[Referring expression data]
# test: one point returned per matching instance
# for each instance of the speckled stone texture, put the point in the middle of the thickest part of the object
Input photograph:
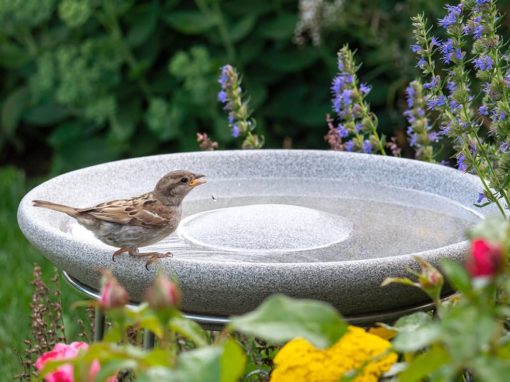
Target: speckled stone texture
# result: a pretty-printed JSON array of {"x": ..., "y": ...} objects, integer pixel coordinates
[{"x": 245, "y": 234}]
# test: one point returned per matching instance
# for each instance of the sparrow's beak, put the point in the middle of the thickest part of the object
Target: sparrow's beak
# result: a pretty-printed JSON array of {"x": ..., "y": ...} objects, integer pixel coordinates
[{"x": 197, "y": 181}]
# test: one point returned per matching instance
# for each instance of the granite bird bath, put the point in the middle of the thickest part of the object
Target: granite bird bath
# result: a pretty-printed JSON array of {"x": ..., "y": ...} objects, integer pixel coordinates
[{"x": 310, "y": 224}]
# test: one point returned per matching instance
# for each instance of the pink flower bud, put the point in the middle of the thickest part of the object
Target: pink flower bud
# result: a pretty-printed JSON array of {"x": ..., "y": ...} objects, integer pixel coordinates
[
  {"x": 486, "y": 258},
  {"x": 65, "y": 373},
  {"x": 113, "y": 295},
  {"x": 163, "y": 294}
]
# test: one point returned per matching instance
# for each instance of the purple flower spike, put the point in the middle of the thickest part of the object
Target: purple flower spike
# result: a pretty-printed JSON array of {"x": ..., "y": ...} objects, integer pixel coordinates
[
  {"x": 235, "y": 131},
  {"x": 222, "y": 96},
  {"x": 365, "y": 89},
  {"x": 367, "y": 147},
  {"x": 451, "y": 17},
  {"x": 483, "y": 63}
]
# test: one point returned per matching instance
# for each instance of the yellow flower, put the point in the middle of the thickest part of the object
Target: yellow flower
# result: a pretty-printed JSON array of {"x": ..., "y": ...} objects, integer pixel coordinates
[{"x": 299, "y": 361}]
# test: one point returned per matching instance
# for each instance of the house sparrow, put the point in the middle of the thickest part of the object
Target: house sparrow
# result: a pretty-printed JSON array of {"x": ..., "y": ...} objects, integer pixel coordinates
[{"x": 139, "y": 221}]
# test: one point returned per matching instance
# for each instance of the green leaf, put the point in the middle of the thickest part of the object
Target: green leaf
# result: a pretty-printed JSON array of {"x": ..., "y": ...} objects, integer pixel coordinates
[
  {"x": 457, "y": 276},
  {"x": 491, "y": 369},
  {"x": 412, "y": 321},
  {"x": 233, "y": 361},
  {"x": 280, "y": 28},
  {"x": 399, "y": 280},
  {"x": 425, "y": 364},
  {"x": 46, "y": 114},
  {"x": 200, "y": 365},
  {"x": 248, "y": 7},
  {"x": 291, "y": 61},
  {"x": 242, "y": 28},
  {"x": 143, "y": 22},
  {"x": 111, "y": 368},
  {"x": 281, "y": 318},
  {"x": 191, "y": 22},
  {"x": 189, "y": 329},
  {"x": 12, "y": 56},
  {"x": 411, "y": 341},
  {"x": 13, "y": 107}
]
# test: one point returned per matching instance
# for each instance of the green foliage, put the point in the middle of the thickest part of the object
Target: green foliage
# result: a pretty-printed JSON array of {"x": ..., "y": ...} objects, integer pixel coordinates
[
  {"x": 17, "y": 258},
  {"x": 468, "y": 336},
  {"x": 280, "y": 319},
  {"x": 125, "y": 78}
]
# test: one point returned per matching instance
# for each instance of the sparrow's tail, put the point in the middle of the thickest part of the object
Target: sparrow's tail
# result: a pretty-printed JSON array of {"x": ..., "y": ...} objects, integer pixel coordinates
[{"x": 71, "y": 211}]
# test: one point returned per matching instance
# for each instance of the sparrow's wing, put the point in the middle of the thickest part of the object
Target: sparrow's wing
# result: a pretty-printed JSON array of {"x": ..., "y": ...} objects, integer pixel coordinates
[{"x": 140, "y": 211}]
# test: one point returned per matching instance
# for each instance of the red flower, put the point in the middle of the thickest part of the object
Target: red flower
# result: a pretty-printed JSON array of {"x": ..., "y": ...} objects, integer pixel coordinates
[
  {"x": 65, "y": 373},
  {"x": 113, "y": 295},
  {"x": 486, "y": 259}
]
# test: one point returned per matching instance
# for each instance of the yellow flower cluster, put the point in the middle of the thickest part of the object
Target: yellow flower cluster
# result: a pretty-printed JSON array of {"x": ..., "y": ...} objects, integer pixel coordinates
[{"x": 299, "y": 361}]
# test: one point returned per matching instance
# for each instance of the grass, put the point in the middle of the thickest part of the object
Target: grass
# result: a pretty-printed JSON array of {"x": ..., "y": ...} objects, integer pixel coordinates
[{"x": 17, "y": 260}]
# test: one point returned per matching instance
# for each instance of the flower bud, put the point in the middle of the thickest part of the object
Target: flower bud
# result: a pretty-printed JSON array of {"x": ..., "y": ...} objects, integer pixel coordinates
[
  {"x": 485, "y": 260},
  {"x": 163, "y": 294},
  {"x": 430, "y": 279},
  {"x": 113, "y": 295}
]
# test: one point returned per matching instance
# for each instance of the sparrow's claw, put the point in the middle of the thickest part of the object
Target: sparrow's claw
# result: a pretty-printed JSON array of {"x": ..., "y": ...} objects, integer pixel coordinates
[
  {"x": 119, "y": 252},
  {"x": 155, "y": 256}
]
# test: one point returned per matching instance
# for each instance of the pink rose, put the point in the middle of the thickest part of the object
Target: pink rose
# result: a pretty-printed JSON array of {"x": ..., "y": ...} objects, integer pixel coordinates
[
  {"x": 486, "y": 258},
  {"x": 65, "y": 372}
]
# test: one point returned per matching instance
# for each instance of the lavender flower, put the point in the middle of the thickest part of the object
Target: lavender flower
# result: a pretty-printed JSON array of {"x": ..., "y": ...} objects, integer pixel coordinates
[
  {"x": 231, "y": 96},
  {"x": 367, "y": 146},
  {"x": 451, "y": 17},
  {"x": 483, "y": 63},
  {"x": 419, "y": 131},
  {"x": 357, "y": 123},
  {"x": 461, "y": 163}
]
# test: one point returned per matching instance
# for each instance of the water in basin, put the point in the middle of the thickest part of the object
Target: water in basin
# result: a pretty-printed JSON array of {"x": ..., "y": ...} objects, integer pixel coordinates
[{"x": 294, "y": 220}]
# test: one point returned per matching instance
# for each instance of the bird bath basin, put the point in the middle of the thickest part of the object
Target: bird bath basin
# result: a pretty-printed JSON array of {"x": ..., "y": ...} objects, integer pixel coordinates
[{"x": 311, "y": 224}]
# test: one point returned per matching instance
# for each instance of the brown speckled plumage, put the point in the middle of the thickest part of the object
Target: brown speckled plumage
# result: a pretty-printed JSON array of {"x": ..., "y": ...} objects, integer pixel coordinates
[{"x": 139, "y": 221}]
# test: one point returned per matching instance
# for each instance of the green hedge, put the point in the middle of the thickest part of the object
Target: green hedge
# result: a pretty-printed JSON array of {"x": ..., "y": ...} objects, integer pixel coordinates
[{"x": 88, "y": 81}]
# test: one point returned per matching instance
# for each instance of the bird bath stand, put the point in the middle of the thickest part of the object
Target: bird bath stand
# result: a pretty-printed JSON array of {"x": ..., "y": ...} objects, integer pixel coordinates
[{"x": 311, "y": 224}]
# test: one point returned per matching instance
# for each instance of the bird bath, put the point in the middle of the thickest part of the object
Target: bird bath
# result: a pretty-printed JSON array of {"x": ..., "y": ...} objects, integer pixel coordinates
[{"x": 310, "y": 224}]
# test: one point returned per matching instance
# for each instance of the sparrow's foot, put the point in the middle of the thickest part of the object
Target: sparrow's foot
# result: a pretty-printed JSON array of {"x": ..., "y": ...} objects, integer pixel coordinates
[
  {"x": 151, "y": 256},
  {"x": 119, "y": 252}
]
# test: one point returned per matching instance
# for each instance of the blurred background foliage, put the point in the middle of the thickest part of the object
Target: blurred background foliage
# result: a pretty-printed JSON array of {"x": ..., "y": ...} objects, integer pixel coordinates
[{"x": 89, "y": 81}]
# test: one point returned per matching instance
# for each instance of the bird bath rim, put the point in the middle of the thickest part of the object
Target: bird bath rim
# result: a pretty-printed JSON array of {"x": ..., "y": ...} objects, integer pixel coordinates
[
  {"x": 430, "y": 253},
  {"x": 231, "y": 287}
]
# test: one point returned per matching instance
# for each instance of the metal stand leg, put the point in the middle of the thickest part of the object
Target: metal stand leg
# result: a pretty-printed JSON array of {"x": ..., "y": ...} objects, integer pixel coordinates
[
  {"x": 99, "y": 324},
  {"x": 148, "y": 339}
]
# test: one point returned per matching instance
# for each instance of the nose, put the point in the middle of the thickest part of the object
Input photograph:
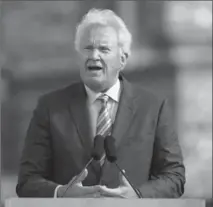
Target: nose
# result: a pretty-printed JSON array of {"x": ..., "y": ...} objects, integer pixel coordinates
[{"x": 94, "y": 54}]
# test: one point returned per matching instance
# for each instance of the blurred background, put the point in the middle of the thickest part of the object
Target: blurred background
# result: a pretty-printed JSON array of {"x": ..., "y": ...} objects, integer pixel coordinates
[{"x": 171, "y": 55}]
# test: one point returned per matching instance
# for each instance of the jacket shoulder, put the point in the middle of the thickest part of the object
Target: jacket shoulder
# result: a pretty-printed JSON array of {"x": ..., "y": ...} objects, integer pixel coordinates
[{"x": 60, "y": 94}]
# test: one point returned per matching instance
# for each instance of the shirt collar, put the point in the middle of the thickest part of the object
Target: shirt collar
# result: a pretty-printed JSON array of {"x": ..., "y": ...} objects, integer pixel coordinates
[{"x": 113, "y": 92}]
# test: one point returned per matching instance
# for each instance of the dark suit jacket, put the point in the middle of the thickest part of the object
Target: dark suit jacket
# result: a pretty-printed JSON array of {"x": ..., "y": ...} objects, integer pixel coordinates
[{"x": 58, "y": 145}]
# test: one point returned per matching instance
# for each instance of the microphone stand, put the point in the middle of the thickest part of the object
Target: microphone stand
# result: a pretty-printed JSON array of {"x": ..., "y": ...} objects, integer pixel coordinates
[{"x": 135, "y": 189}]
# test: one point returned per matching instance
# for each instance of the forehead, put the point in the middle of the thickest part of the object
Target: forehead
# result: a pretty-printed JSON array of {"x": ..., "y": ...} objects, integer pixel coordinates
[{"x": 97, "y": 34}]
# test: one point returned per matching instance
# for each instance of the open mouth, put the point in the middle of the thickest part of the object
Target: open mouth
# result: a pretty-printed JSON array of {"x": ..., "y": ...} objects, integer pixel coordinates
[{"x": 94, "y": 68}]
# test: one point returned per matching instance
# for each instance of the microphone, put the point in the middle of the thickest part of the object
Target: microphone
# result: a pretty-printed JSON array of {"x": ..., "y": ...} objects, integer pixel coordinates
[
  {"x": 97, "y": 152},
  {"x": 110, "y": 150}
]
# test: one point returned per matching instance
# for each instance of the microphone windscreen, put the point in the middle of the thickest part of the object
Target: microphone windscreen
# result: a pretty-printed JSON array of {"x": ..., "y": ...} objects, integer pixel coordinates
[
  {"x": 98, "y": 148},
  {"x": 110, "y": 149}
]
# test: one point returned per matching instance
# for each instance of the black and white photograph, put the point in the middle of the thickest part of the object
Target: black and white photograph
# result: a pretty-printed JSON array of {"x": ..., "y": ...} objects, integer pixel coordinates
[{"x": 106, "y": 103}]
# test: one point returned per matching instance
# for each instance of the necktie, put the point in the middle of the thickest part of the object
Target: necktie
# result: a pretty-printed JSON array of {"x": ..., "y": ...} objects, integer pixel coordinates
[{"x": 104, "y": 122}]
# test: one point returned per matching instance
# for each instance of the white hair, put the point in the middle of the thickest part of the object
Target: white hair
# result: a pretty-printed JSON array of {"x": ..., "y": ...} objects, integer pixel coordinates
[{"x": 105, "y": 17}]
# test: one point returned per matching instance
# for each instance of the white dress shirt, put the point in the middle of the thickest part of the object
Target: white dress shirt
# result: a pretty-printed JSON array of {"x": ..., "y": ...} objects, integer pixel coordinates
[{"x": 94, "y": 106}]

THE TASK: In the lines above, spot each one that contains the word "mouth" and copy it.

ANSWER BOX:
# for each instance of the open mouth, put the point in the middle of the thickest part of the object
Target: open mouth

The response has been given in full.